Exercise: Reproduce verbatim the lines of the material from its first line through the line containing "80], [360, 84]]", both included.

Data to use:
━━━━━━━━━━━━━━━━━━━━━━━━━━━━━━
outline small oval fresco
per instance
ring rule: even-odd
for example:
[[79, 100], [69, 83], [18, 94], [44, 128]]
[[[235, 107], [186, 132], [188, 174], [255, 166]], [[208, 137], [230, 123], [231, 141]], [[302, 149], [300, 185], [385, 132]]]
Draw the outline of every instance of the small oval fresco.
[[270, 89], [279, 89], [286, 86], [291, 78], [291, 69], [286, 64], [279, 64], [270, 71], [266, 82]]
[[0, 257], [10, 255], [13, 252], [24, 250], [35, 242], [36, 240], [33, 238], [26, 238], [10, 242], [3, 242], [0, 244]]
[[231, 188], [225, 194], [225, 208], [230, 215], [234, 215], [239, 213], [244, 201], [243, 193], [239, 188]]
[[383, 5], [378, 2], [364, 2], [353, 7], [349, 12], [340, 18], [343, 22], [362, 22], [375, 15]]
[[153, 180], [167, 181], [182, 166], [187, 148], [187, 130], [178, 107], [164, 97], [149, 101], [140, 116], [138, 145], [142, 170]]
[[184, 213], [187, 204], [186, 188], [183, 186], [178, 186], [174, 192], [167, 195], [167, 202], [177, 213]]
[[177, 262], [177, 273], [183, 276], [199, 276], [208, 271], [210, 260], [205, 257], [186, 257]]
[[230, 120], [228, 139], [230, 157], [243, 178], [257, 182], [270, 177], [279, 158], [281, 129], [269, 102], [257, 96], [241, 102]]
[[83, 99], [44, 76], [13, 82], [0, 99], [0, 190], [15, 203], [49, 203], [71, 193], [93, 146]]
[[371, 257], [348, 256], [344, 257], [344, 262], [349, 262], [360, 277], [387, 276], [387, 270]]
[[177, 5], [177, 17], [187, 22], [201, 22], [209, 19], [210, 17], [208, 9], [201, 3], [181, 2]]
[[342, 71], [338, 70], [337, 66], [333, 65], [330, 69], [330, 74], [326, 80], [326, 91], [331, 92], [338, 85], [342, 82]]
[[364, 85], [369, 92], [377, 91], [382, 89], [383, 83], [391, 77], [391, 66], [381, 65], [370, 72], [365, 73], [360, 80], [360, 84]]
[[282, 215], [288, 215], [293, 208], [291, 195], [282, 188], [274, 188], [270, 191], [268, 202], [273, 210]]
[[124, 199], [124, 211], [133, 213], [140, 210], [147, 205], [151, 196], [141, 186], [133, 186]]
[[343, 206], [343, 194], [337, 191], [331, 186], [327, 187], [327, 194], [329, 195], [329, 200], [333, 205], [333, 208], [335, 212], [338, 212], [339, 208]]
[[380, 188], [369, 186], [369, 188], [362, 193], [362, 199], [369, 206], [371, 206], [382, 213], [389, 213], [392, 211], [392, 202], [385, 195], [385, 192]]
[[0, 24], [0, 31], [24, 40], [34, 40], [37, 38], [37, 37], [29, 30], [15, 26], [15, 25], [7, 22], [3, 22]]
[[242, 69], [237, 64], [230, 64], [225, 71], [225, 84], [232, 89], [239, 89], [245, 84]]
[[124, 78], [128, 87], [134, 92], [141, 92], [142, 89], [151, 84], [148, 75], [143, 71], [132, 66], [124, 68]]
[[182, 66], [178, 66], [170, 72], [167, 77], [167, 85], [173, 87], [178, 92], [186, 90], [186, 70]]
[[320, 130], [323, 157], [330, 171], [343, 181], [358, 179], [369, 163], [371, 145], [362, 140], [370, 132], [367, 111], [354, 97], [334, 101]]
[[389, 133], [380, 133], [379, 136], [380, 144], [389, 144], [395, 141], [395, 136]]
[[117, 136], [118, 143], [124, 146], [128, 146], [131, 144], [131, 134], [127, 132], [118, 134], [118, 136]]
━━━━━━━━━━━━━━━━━━━━━━━━━━━━━━
Exercise solution:
outline small oval fresco
per instance
ring rule: even-odd
for example:
[[79, 100], [69, 83], [18, 94], [44, 128]]
[[[235, 107], [186, 132], [188, 174], [255, 166]], [[208, 137], [230, 123], [231, 141]], [[302, 149], [300, 185], [385, 132]]]
Draw the outline of every instance of the small oval fresco.
[[270, 89], [279, 89], [286, 86], [291, 78], [291, 69], [286, 64], [279, 64], [270, 71], [266, 82]]
[[0, 257], [10, 255], [13, 252], [24, 250], [35, 242], [36, 240], [33, 238], [26, 238], [10, 242], [3, 242], [0, 244]]
[[231, 188], [225, 194], [225, 208], [230, 215], [234, 215], [239, 213], [244, 201], [243, 193], [239, 188]]
[[383, 5], [378, 2], [364, 2], [353, 7], [349, 12], [340, 18], [343, 22], [362, 22], [375, 15]]
[[153, 180], [167, 181], [182, 166], [187, 148], [187, 130], [178, 107], [164, 97], [149, 101], [140, 116], [138, 145], [142, 170]]
[[184, 213], [187, 204], [186, 188], [183, 186], [178, 186], [174, 192], [167, 195], [167, 202], [177, 213]]
[[177, 262], [177, 273], [183, 276], [199, 276], [208, 271], [210, 260], [205, 257], [186, 257]]
[[230, 120], [228, 139], [230, 157], [243, 178], [257, 182], [270, 177], [279, 158], [281, 129], [269, 102], [257, 96], [241, 102]]
[[83, 99], [44, 76], [13, 82], [0, 99], [0, 190], [15, 203], [49, 203], [71, 193], [93, 146]]
[[371, 257], [348, 256], [344, 257], [344, 262], [349, 262], [360, 277], [387, 276], [387, 270]]
[[177, 5], [177, 17], [187, 22], [201, 22], [209, 19], [210, 17], [208, 9], [201, 3], [181, 2]]
[[342, 71], [338, 70], [337, 66], [333, 65], [330, 69], [330, 74], [326, 80], [326, 91], [331, 92], [338, 85], [342, 82]]
[[364, 85], [369, 92], [377, 91], [382, 89], [383, 83], [391, 77], [391, 66], [381, 65], [370, 72], [365, 73], [360, 80], [360, 84]]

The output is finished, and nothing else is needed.